### Information given
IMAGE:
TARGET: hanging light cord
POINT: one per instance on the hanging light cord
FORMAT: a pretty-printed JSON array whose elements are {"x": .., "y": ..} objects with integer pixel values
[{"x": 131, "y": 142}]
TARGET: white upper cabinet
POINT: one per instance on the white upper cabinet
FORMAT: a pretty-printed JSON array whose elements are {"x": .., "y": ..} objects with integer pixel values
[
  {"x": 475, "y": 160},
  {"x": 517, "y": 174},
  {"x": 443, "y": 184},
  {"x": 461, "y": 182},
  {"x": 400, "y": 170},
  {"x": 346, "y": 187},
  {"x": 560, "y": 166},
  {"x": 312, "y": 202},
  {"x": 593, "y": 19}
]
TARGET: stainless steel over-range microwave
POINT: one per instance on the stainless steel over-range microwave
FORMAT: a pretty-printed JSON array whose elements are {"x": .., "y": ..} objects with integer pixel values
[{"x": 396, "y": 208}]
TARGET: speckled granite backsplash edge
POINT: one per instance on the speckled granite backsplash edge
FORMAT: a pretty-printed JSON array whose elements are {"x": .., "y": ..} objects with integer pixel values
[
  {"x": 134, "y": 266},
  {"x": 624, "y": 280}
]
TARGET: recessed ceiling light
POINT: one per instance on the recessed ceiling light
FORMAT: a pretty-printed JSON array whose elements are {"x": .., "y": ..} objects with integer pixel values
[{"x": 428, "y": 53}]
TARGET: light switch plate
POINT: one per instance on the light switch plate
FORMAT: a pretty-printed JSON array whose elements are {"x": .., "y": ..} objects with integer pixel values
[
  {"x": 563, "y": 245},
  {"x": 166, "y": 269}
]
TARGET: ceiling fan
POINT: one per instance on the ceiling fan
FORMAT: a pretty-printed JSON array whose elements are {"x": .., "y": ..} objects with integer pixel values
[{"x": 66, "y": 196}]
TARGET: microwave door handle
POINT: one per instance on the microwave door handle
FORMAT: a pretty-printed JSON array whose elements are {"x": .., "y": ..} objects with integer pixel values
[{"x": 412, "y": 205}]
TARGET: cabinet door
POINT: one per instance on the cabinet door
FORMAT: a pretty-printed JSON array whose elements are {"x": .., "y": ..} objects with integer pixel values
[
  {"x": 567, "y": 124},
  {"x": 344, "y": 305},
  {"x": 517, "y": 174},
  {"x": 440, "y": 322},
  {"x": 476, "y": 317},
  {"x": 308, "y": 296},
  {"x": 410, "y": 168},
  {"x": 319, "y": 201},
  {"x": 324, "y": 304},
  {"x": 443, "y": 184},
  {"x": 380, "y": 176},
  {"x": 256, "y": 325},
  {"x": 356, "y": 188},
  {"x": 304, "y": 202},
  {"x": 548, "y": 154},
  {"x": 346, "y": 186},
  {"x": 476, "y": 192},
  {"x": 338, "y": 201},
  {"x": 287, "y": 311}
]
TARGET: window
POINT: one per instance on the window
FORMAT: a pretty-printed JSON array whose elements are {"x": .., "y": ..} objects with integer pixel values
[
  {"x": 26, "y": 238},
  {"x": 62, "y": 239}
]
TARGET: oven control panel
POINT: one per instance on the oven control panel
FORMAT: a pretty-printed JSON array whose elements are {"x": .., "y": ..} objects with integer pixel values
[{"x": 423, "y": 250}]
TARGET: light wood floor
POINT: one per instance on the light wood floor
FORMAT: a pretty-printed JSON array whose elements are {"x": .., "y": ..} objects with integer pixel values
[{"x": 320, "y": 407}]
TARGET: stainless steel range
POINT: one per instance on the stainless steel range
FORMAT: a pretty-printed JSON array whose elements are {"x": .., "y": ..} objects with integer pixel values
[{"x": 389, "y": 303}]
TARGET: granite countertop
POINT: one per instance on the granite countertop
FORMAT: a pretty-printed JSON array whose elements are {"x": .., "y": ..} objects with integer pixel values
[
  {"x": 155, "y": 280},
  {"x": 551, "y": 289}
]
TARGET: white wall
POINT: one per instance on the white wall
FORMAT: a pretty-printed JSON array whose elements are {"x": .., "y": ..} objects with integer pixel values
######
• _About this exercise_
What you give back must be the stretch above, starting at the line with "POINT: one per instance on the light switch" and ending at the line with "POINT: one per instance on the ceiling fan", copied exactly.

• _Your solution_
POINT: one per instance on the light switch plate
FORMAT: a pretty-printed JSON array whose elements are {"x": .., "y": ..} objects with integer pixel values
[
  {"x": 563, "y": 245},
  {"x": 166, "y": 269}
]
TARGET: ceiling fan
POINT: one per instance on the ceiling fan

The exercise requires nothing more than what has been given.